[Dataset entries]
+-------+
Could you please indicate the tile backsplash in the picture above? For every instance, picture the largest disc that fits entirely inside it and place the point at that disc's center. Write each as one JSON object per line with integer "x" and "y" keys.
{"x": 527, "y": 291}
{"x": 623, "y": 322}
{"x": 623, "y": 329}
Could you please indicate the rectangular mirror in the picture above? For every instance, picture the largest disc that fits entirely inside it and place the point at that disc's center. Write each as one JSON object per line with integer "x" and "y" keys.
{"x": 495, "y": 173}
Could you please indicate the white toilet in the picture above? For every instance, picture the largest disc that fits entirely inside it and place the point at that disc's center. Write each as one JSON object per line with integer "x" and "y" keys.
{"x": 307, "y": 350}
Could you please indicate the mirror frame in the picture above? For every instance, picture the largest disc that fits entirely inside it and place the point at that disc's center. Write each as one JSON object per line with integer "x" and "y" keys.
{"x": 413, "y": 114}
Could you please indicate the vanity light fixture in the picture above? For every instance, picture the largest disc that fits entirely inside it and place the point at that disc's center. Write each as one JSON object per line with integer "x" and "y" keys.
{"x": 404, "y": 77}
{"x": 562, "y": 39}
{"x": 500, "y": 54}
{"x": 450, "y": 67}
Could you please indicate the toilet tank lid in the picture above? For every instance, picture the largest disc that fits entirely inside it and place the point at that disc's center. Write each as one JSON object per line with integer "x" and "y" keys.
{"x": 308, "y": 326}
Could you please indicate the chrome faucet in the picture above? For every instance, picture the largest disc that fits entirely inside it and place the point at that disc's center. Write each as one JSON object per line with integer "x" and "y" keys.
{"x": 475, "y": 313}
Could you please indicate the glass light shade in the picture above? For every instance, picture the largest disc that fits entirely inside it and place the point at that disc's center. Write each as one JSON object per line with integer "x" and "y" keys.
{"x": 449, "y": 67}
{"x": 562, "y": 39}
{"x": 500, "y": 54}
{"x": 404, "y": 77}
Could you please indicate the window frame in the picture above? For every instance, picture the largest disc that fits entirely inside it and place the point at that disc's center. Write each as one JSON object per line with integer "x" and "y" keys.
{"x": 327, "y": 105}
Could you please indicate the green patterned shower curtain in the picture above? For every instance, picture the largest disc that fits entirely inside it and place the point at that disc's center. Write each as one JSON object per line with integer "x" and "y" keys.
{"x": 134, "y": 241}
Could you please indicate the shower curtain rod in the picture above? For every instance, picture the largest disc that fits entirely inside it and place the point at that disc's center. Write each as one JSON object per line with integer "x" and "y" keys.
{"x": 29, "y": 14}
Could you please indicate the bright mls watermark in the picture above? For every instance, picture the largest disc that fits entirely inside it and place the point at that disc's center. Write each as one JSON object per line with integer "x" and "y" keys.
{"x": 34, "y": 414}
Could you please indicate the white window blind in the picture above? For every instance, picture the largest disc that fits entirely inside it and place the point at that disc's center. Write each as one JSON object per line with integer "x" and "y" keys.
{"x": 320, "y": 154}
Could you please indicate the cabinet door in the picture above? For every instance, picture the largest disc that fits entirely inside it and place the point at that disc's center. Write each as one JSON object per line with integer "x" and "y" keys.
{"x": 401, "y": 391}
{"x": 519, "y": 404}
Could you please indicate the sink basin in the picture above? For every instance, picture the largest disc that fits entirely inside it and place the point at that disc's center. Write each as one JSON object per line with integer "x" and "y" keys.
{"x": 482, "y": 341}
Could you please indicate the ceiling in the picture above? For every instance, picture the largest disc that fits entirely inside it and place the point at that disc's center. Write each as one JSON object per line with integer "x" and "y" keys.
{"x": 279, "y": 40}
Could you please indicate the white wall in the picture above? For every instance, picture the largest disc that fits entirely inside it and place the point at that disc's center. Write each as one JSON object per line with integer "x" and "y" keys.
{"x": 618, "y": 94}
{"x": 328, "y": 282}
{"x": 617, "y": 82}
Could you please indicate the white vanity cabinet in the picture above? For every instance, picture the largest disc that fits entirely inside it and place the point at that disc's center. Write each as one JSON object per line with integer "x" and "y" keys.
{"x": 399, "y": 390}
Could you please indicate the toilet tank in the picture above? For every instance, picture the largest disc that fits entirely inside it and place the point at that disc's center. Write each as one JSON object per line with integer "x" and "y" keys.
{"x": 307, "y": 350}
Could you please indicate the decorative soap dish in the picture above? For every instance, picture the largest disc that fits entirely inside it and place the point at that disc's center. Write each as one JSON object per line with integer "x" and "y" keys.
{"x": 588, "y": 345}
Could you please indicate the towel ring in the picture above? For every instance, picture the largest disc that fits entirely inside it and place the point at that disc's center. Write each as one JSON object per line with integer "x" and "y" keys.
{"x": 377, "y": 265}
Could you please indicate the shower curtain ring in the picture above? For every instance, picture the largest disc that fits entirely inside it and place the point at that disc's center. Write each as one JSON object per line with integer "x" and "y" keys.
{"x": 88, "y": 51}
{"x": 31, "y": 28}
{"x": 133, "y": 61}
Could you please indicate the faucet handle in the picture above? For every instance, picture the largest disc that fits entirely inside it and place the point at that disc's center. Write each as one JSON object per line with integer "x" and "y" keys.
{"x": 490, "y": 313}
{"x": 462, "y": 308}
+-------+
__Stated problem__
Reproduce each entry from the records above, character for character.

__Result for this exercise__
Could you please indicate the tile backsplash in the picture above? For every instance, picture the largest disc that fits entirely inside it and place the point at that disc's center. Write each as one JSON object per line with integer "x" and "y" keys.
{"x": 527, "y": 291}
{"x": 623, "y": 322}
{"x": 623, "y": 329}
Could you please indicate the rectangular mirror in the picture above? For every instance, picture the largest disc that fits entirely inside it and place the point at that disc's center. Write each as one JSON object per line with integer "x" and "y" keys.
{"x": 495, "y": 173}
Could you please indicate the white toilet in the picture above? For every instance, picture the largest disc that fits entirely inside it and place the point at that disc's center. Write each as one JSON object per line with integer "x" and "y" keys.
{"x": 307, "y": 350}
Could you please indicate the mirror frame in the picture above? For every instance, picture the largest disc that fits entirely inside it and place the point at that disc's center. Write each as one JSON object per line with integer "x" and "y" keys.
{"x": 413, "y": 114}
Could you please indicate the vanity light fixture in the picture above? For every instance, picture the largest disc that fits entirely inside it and place the point at that disc's center. Write each as one JSON object per line with integer "x" and "y" keys.
{"x": 404, "y": 77}
{"x": 562, "y": 39}
{"x": 500, "y": 54}
{"x": 450, "y": 67}
Could you please indicate the toilet tank lid in the picture above? For every instance, picture the largest disc that fits entirely inside it and place the point at that disc's center. Write each as one JSON object per line with integer "x" and "y" keys.
{"x": 308, "y": 326}
Could you please indicate the chrome faucet in the picture above? For every instance, picture the largest disc that fits entirely inside it and place the point at that disc's center. Write each as one JSON object per line with integer "x" and "y" keys.
{"x": 475, "y": 313}
Could you please indicate the glass light shade in the picture above? For every instance, picture the largest disc that fits entirely inside it and place the point at that disc's center. Write each as one JSON object per line with integer "x" and "y" keys.
{"x": 449, "y": 67}
{"x": 562, "y": 39}
{"x": 500, "y": 54}
{"x": 404, "y": 77}
Could you please indicate the window frame in the picture above? For every instance, picture the largest disc that fits entirely inside it and place the point at that disc's center. Write each as one JSON object per line with integer "x" and "y" keys.
{"x": 327, "y": 105}
Could you please indicate the green patterned shower curtain in the picture above? For every instance, picture the largest disc that fits entirely inside it and place the point at that disc's center. Write each as one JSON object per line with integer "x" and "y" keys.
{"x": 134, "y": 241}
Could you please indicate the shower curtain rod in the picture above? For every instance, picture the largest disc that fits entirely inside it and place the point at that disc's center. Write each as one JSON object per line with integer "x" and "y" keys.
{"x": 29, "y": 14}
Could you please indicate the bright mls watermark in the picture above? For every instance, picture the largest disc that fits entirely inside it and place the point at that disc's center. Write each as one JSON object per line with integer "x" and "y" keys.
{"x": 34, "y": 414}
Could you please indicate the white window blind in the picture above? For every instance, picture the largest disc that fits entirely inside it and place the point at that disc's center. Write each as one JSON object per line with integer "x" and "y" keys.
{"x": 320, "y": 154}
Could you please indicate the cabinet door in the picture above? For every instance, picture the largest disc that fits entirely inside it and place the point at that disc's center. Write each as one JSON object per line with integer "x" and "y" keys.
{"x": 401, "y": 391}
{"x": 519, "y": 404}
Could you please indicate the sink basin in the picture above? For every instance, picture the largest disc that fits entirely inside it and place the point at that disc's center. Write each as one JSON object per line with integer "x" and "y" keys.
{"x": 482, "y": 341}
Could you please indicate the ceiling in the picture above? For every instance, picture the largest disc that fits entirely inside it and place the point at that disc's center. Write each as one JSON object per line with integer "x" and "y" keys.
{"x": 279, "y": 40}
Could you please indicate the white wall in the picture above? For every instance, picture the largest disc that fits entirely inside it and place the point at that disc's center. Write each as one JSON object per line with integer "x" and "y" keys.
{"x": 618, "y": 94}
{"x": 328, "y": 282}
{"x": 617, "y": 82}
Could you please indicate the white vanity cabinet in the picture above? For every instance, picture the largest disc that fits entirely inside it and place the point at that disc's center. Write each as one JSON object per line with integer "x" and "y" keys.
{"x": 399, "y": 390}
Could you please indicate the toilet tank in the picture above? For every instance, picture the largest disc that fits entirely inside it and place the point at that disc's center. Write each as one JSON object per line with integer "x" and "y" keys.
{"x": 307, "y": 350}
Could you please indicate the decorative soap dish in the picture above? For every instance, picture the largest disc that fits entirely inside it and place the point at that disc's center. Write each as one JSON object per line with integer "x" and "y" keys.
{"x": 588, "y": 345}
Could you please indicate the towel ring in the picture above? For every instance, picture the largest disc that fits entirely inside it and place the point at that disc's center. Write each as one JSON object per line with integer "x" and "y" keys.
{"x": 377, "y": 265}
Could you please indicate the shower curtain ring in the picture above? For every instance, picture the largest disc that fits entirely inside it and place the point at that disc's center. Write each as one JSON object per line with integer "x" and "y" keys.
{"x": 88, "y": 51}
{"x": 31, "y": 28}
{"x": 133, "y": 61}
Could you please indicate the faucet handle in the picture above? For every instance, picture the largest disc that fits entirely inside it and place the point at that disc's center. Write each as one JSON object per line with integer "x" and "y" keys.
{"x": 490, "y": 313}
{"x": 462, "y": 308}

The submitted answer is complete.